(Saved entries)
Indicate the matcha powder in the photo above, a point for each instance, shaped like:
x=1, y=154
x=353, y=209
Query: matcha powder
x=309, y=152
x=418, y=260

• _What the task requires_
With nothing left out, print the data above exactly.

• _Result below_
Indicate the matcha powder in the photo above, a point for each instance, shaped like:
x=1, y=154
x=353, y=209
Query: matcha powder
x=309, y=152
x=418, y=260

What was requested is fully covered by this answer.